INSTRUCTIONS TO FOLLOW
Reproduce the records word for word from their first line through the line containing "[[291, 107, 306, 116]]", leaving out the pictures.

[A few records]
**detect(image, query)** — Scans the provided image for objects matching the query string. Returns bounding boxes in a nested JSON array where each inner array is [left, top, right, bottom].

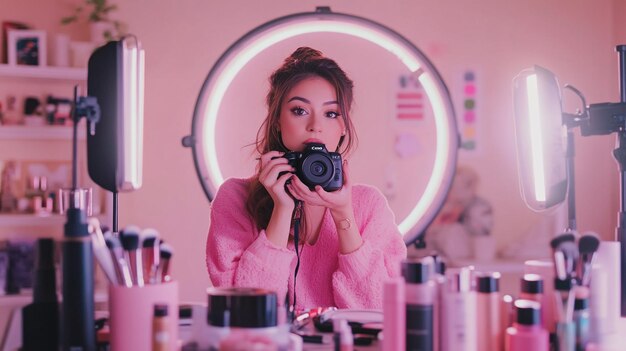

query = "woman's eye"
[[291, 107, 306, 116]]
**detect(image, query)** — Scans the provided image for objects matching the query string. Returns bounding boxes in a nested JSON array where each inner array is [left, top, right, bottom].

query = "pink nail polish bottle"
[[504, 300, 550, 351]]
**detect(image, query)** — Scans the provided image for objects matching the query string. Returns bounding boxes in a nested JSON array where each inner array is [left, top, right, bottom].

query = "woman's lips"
[[304, 138, 323, 144]]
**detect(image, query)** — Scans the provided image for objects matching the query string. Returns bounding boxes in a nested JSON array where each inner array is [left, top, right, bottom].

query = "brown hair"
[[246, 47, 357, 234]]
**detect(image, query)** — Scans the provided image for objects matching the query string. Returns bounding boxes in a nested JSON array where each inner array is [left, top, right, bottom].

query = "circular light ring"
[[192, 8, 459, 243]]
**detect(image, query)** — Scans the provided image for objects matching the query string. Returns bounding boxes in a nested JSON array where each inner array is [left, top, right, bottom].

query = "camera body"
[[283, 143, 343, 191]]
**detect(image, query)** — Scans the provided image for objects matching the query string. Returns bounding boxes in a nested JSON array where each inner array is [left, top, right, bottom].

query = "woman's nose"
[[307, 116, 322, 132]]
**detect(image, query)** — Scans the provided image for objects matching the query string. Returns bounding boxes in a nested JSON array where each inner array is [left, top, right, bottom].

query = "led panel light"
[[191, 12, 458, 243]]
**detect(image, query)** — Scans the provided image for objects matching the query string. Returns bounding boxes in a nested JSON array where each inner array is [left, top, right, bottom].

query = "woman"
[[206, 48, 406, 308]]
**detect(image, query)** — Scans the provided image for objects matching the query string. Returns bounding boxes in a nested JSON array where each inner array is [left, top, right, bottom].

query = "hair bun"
[[285, 46, 324, 65]]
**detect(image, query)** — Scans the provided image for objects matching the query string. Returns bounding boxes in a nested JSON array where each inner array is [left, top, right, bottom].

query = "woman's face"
[[278, 77, 345, 151]]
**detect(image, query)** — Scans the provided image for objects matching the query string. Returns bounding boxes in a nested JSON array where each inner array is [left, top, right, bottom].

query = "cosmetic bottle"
[[524, 260, 556, 338], [22, 238, 59, 351], [382, 278, 406, 351], [207, 288, 289, 351], [440, 268, 477, 351], [554, 278, 576, 351], [430, 255, 446, 350], [152, 304, 170, 351], [476, 272, 502, 351], [574, 286, 589, 351], [402, 257, 435, 351], [504, 300, 549, 351], [519, 273, 547, 329], [500, 295, 515, 333]]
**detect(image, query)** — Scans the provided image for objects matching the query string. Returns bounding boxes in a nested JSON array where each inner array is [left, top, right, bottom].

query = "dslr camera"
[[283, 143, 343, 191]]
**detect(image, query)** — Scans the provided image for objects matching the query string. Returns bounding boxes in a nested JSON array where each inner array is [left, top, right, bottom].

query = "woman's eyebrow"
[[287, 96, 311, 105], [287, 96, 339, 106]]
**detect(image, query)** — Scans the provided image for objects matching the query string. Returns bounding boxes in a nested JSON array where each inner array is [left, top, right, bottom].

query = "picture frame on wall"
[[2, 21, 30, 63], [8, 29, 47, 67]]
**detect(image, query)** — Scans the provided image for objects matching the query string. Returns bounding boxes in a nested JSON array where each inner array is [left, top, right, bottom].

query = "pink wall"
[[0, 0, 626, 301]]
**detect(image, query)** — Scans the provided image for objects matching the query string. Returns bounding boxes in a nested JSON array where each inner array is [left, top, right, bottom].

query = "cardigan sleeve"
[[206, 179, 295, 299], [332, 187, 406, 309]]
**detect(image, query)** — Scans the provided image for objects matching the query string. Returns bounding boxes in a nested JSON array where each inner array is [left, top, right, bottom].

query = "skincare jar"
[[207, 288, 289, 351]]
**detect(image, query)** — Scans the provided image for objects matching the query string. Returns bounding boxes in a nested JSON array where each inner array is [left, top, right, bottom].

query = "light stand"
[[580, 45, 626, 317], [61, 87, 100, 351]]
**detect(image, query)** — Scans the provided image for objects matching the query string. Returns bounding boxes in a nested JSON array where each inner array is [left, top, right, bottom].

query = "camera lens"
[[311, 161, 326, 177], [299, 153, 335, 187]]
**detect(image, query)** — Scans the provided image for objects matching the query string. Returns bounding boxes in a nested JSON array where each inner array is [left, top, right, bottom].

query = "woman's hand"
[[287, 160, 352, 212], [259, 151, 294, 210]]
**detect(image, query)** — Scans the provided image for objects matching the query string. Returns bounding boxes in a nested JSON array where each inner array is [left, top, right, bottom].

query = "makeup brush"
[[550, 232, 576, 279], [104, 235, 133, 288], [120, 226, 143, 286], [578, 232, 600, 287], [557, 241, 580, 278], [87, 217, 119, 284], [159, 242, 173, 283], [141, 228, 160, 284]]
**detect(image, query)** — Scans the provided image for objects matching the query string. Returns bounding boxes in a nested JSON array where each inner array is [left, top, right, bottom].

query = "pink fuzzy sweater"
[[206, 178, 406, 309]]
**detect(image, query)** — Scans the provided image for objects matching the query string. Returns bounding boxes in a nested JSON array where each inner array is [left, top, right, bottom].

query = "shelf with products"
[[0, 213, 111, 227], [0, 64, 87, 81], [0, 124, 86, 140]]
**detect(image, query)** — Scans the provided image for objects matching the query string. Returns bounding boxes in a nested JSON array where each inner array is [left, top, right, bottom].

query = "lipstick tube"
[[476, 272, 503, 351], [402, 257, 435, 351], [504, 300, 550, 351], [440, 268, 477, 351]]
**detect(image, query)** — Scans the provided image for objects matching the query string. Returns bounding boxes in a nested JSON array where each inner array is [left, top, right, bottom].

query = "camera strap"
[[291, 200, 302, 320]]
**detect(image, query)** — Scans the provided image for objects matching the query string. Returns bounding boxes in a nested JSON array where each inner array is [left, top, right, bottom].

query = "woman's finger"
[[342, 159, 352, 187]]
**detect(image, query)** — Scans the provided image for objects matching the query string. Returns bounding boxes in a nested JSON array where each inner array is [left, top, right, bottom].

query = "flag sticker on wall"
[[396, 75, 424, 121]]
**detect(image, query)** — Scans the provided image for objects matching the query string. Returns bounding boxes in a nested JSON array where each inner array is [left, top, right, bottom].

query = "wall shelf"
[[0, 123, 86, 140], [0, 213, 109, 228], [0, 64, 87, 81]]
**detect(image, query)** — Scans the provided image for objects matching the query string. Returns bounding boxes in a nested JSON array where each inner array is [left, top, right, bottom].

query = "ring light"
[[183, 8, 458, 243]]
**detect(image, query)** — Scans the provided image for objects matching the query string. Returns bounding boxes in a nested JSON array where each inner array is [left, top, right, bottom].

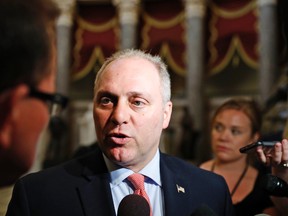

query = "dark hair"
[[212, 97, 262, 134], [0, 0, 60, 93]]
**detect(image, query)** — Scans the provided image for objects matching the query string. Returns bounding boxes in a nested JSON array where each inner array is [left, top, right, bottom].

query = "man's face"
[[10, 42, 56, 176], [94, 57, 172, 171]]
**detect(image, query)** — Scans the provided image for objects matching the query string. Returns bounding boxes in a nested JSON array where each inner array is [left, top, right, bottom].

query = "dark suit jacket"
[[7, 150, 234, 216]]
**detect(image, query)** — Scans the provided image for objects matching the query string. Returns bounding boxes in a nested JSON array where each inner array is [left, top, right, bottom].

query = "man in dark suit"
[[7, 50, 233, 216]]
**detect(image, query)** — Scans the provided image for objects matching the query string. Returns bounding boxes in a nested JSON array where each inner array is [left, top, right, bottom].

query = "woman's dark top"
[[234, 172, 273, 216]]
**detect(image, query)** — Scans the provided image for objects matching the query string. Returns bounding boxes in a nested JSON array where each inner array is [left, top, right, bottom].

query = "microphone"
[[191, 204, 217, 216], [261, 174, 288, 197], [117, 194, 150, 216]]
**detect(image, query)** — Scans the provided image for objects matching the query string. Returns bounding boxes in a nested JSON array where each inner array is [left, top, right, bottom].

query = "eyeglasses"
[[29, 88, 69, 116]]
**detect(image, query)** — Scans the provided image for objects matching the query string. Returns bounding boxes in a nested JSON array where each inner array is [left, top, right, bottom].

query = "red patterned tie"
[[128, 173, 152, 216]]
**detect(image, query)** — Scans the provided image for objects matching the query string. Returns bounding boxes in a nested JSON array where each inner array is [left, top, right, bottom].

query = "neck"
[[213, 157, 247, 172]]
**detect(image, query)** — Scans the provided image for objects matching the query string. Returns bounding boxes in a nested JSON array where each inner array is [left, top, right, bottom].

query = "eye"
[[130, 97, 147, 108], [99, 97, 112, 105], [133, 100, 144, 107], [213, 124, 223, 132], [231, 128, 241, 135]]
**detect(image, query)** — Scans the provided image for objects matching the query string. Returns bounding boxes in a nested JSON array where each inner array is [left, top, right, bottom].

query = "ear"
[[162, 101, 173, 129], [251, 133, 260, 143], [0, 84, 29, 149]]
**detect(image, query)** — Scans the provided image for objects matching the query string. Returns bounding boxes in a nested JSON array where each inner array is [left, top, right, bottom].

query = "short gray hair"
[[94, 49, 171, 104]]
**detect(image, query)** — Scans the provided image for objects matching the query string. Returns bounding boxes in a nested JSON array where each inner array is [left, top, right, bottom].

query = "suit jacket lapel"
[[160, 154, 189, 216], [78, 151, 115, 216], [79, 176, 115, 216]]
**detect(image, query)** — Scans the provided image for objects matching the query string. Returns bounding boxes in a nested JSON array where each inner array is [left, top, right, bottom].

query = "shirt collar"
[[103, 150, 161, 186]]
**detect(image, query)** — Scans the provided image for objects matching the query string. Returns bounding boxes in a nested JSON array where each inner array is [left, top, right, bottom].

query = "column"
[[184, 0, 209, 164], [257, 0, 279, 103], [113, 0, 140, 50], [55, 0, 76, 95], [184, 0, 205, 130]]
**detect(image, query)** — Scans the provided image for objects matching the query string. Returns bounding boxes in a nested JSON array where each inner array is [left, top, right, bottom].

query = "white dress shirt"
[[104, 150, 164, 216]]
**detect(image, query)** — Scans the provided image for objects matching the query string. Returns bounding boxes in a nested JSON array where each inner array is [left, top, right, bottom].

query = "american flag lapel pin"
[[176, 184, 185, 193]]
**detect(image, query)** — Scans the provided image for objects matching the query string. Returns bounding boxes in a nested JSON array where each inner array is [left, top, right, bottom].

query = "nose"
[[219, 129, 230, 140], [111, 100, 130, 125]]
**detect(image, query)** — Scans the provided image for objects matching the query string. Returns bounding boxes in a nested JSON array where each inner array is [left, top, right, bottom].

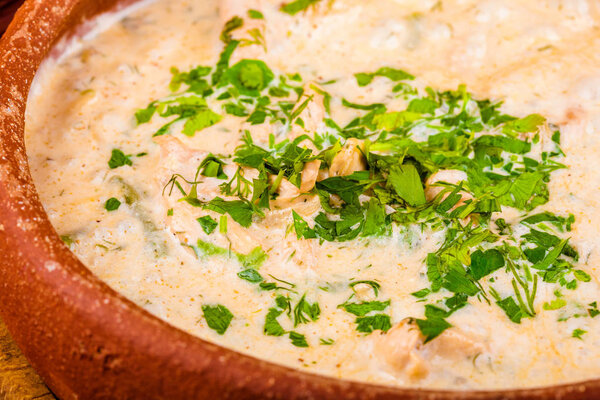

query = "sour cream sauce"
[[26, 0, 600, 389]]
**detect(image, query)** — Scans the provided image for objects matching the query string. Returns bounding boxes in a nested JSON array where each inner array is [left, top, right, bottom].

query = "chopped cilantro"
[[356, 314, 392, 333], [104, 197, 121, 211], [571, 328, 587, 340], [289, 331, 308, 347], [281, 0, 321, 15], [196, 215, 218, 235], [202, 304, 233, 335], [108, 149, 133, 169], [340, 300, 390, 317]]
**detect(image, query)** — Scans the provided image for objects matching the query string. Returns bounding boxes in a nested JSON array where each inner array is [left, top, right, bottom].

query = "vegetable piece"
[[108, 149, 133, 169], [104, 197, 121, 211], [202, 304, 233, 335]]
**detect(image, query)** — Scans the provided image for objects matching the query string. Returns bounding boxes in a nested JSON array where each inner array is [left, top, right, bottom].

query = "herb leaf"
[[202, 304, 233, 335]]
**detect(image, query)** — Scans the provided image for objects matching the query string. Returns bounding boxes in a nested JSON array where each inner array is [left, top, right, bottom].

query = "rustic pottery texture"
[[0, 0, 600, 400]]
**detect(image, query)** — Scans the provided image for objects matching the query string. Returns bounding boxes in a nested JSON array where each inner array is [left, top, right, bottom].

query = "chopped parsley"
[[108, 149, 133, 169], [145, 17, 600, 347], [104, 197, 121, 211], [281, 0, 321, 15], [196, 215, 218, 235], [202, 304, 233, 335], [571, 328, 587, 340]]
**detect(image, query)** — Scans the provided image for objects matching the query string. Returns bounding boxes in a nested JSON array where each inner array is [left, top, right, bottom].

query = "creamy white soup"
[[26, 0, 600, 389]]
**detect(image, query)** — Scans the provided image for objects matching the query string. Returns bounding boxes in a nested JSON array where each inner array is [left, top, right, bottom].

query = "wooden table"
[[0, 320, 55, 400], [0, 0, 55, 400]]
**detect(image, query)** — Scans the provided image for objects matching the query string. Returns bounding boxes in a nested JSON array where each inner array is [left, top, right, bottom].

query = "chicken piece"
[[153, 135, 231, 200], [289, 83, 326, 150], [300, 160, 321, 193], [270, 160, 321, 216], [425, 169, 473, 208], [271, 176, 321, 216], [329, 138, 367, 176], [374, 320, 429, 380], [373, 318, 486, 381]]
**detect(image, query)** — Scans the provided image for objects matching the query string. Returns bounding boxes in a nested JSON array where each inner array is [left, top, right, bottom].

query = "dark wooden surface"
[[0, 0, 55, 400], [0, 320, 55, 400]]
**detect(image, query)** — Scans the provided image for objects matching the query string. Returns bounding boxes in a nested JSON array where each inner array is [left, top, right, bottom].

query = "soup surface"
[[26, 0, 600, 388]]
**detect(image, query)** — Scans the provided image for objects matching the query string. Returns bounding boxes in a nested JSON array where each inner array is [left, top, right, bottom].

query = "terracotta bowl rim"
[[0, 0, 600, 399]]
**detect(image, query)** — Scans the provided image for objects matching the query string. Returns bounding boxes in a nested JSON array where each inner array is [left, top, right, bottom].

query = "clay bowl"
[[0, 0, 600, 400]]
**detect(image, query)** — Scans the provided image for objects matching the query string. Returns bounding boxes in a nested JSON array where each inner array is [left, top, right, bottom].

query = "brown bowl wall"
[[0, 0, 600, 400]]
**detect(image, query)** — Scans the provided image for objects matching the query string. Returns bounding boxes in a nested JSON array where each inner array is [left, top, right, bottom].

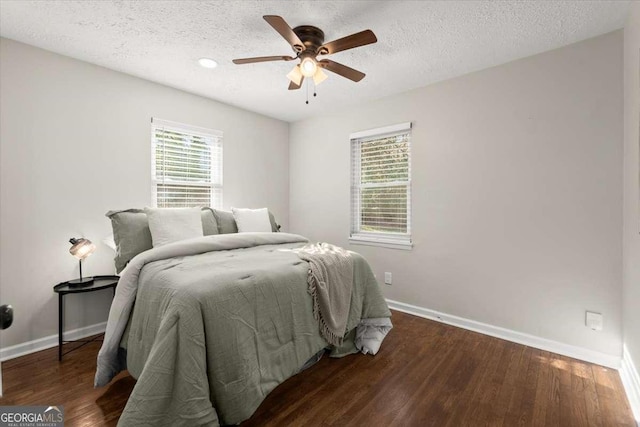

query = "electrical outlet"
[[384, 271, 393, 285], [585, 311, 602, 331]]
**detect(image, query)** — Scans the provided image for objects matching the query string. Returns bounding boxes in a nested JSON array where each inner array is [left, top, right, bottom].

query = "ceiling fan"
[[233, 15, 378, 92]]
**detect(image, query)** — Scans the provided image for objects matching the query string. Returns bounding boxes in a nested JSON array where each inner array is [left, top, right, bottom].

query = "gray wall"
[[0, 39, 289, 347], [290, 31, 624, 356], [623, 2, 640, 369]]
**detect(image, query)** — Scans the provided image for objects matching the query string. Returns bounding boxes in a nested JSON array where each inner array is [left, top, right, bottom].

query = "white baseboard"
[[0, 322, 107, 362], [387, 299, 621, 369], [620, 345, 640, 425]]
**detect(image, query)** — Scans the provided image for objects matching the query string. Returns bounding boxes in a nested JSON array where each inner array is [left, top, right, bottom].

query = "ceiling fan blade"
[[318, 30, 378, 55], [233, 55, 296, 64], [318, 59, 366, 82], [289, 76, 304, 90], [263, 15, 304, 52]]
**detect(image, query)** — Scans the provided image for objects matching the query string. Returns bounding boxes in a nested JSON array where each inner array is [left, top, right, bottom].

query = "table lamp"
[[69, 237, 96, 286]]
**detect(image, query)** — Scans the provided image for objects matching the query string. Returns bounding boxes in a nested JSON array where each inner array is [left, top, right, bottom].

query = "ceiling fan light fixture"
[[287, 65, 303, 86], [313, 67, 329, 86], [300, 56, 318, 77]]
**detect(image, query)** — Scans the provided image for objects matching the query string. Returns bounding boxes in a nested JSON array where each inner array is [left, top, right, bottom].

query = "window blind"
[[151, 118, 223, 207], [351, 123, 411, 245]]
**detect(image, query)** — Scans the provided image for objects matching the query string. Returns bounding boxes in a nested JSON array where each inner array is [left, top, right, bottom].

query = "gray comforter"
[[96, 233, 391, 426]]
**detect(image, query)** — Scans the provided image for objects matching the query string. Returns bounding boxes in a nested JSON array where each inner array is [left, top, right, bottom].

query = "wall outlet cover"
[[384, 271, 393, 285], [585, 311, 603, 331]]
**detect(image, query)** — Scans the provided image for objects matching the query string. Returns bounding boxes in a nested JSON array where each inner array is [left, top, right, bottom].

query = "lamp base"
[[67, 277, 93, 287]]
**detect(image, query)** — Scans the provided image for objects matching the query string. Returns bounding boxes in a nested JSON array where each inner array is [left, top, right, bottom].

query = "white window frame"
[[349, 122, 413, 250], [151, 117, 224, 208]]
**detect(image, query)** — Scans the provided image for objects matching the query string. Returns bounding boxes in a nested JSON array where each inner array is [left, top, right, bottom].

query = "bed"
[[96, 210, 391, 426]]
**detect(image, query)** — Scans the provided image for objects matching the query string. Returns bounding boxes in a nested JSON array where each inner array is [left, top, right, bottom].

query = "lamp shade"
[[69, 237, 96, 260]]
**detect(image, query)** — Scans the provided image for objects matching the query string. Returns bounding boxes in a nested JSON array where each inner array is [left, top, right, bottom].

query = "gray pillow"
[[202, 208, 220, 236], [212, 209, 280, 234], [106, 207, 220, 274], [106, 209, 153, 274]]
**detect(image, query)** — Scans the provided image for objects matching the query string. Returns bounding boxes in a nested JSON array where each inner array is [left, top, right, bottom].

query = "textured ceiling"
[[0, 0, 630, 121]]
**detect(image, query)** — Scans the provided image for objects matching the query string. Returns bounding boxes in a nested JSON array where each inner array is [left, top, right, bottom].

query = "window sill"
[[349, 236, 413, 251]]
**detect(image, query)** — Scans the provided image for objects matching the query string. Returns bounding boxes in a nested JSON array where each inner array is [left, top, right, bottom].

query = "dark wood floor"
[[0, 312, 635, 427]]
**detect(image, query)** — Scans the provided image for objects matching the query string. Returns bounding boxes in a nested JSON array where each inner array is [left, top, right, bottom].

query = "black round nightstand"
[[53, 276, 120, 360]]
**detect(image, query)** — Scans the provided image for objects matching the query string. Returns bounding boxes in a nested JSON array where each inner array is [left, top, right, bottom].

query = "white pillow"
[[231, 208, 272, 233], [144, 208, 203, 248]]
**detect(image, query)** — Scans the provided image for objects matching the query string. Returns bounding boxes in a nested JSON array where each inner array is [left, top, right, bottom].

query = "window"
[[151, 119, 222, 208], [349, 123, 411, 249]]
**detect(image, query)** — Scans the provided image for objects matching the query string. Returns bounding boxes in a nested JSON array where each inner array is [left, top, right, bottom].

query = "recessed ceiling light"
[[198, 58, 218, 68]]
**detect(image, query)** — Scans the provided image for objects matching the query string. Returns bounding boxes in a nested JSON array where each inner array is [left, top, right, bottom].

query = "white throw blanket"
[[295, 243, 353, 346]]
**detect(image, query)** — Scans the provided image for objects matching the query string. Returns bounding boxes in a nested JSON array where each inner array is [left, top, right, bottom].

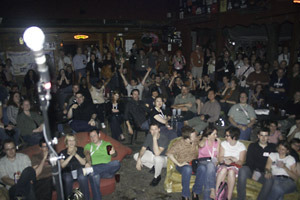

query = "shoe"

RESPONSE TO THIS EXERCISE
**detect(image, query)** — Scans the provided image for objects matching the query string. Returns bounding boxes in a nested JSON array where each inner array is [left, top, right, bottom].


query = "woman's eye"
[[291, 107, 306, 116]]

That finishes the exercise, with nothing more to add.